YOUR INSTRUCTIONS:
For each statement, say yes or no to whether it agrees with the post on filtering a Numpy array, and quote the words of the post that decide it. 1. The approach uses np.unique to locate each unique value's first position. 2. Mad Physicist's pure Python implementation took 1360.0 ms. 3. Every solution compared uses no more than 10 MiB of memory for this input size.

I have
x = np.array([20000, 700, 1000, -5000, -250, 30, -1000, 50, -30, 75, -999])
and I want to exclude the values -1000, -30 from x because there are corresponding values 1000 and 30 in front of them. I want to get
y = np.array([-5000, -250, -999])
There is a fast O(n log n) valid and vectorized Numpy implementation.
The idea is to find the unique values in x (with np.unique) and locate for each unique value its first position. Then you can select the value v in x if -v is found before and v < 0. To find if it found before, you can perform a dichotomy in the sorted unique value (with np.searchsorted) to find if the current index is greater than the index found (in the unique values).
Here is the resulting code:
xUnique, xFirstPos = np.unique(x, return_index=True)
xIsNeg = x < 0
xNeg = -x
xNegUniquePos = np.searchsorted(xUnique, xNeg)
xNegIsFound = xUnique[xNegUniquePos] == xNeg
xHasNegBefore = np.logical_and(xNegIsFound, xFirstPos[xNegUniquePos] < np.arange(len(x)))
result = x[np.logical_and(xIsNeg, np.logical_not(xHasNegBefore))]
print(result)
Here is the result on some examples:
x = np.array([20000, 700, 1000, -5000, -250, 30, -1000, 50, -30, 75, -999])
result = np.array([-5000, -250, -999])
x = np.array([-5, 5, -5])
result = np.array([-5])
Here are timings for a random array of size 100_000 (with 33% of negative values in the range -1_000_000 to 2_000_000):
Mad Physicist's Numpy implementation: 38900.0 ms
Emi OB's implementation: 1360.0 ms (incorrect so far)
Mad Physicist's pure Python implementation: 40.0 ms
This implementation: 14.1 ms
So far this implementation is much faster than the other ones. It is worth nothing that the Mad Physicist's Numpy implementation takes several GiB of memory for this input size while the other solutions (including this one) take no more than 10 MiB.

[Data lines]
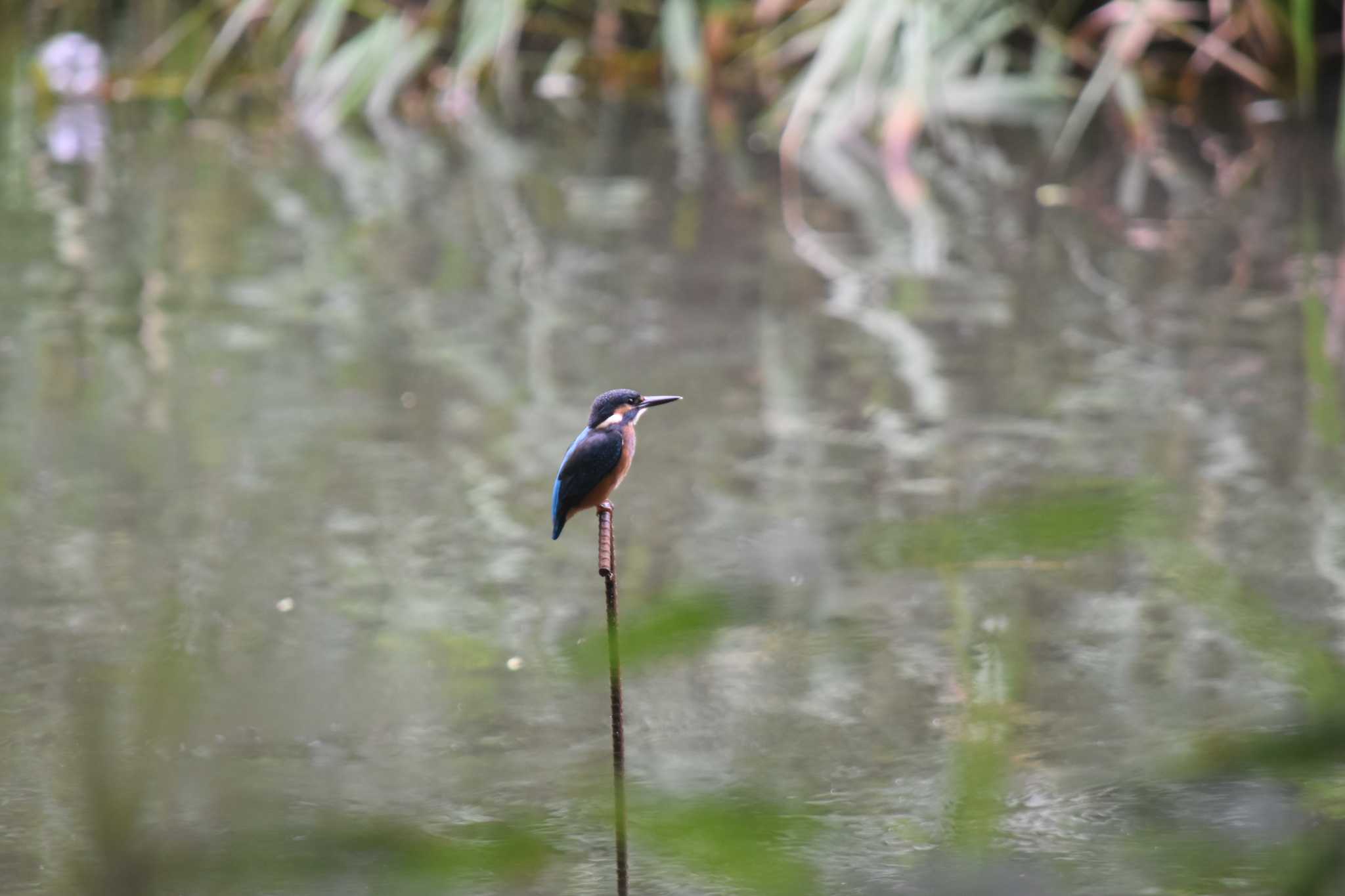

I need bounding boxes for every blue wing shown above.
[552,426,593,526]
[552,427,621,540]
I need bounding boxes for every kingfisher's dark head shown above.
[589,389,682,430]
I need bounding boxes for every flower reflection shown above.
[46,100,108,165]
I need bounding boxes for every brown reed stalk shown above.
[597,501,627,896]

THE RESULT:
1. Yes: "find the unique values in x (with np.unique) and locate for each unique value its first position"
2. No: "Mad Physicist's pure Python implementation: 40.0 ms"
3. No: "the Mad Physicist's Numpy implementation takes several GiB of memory for this input size"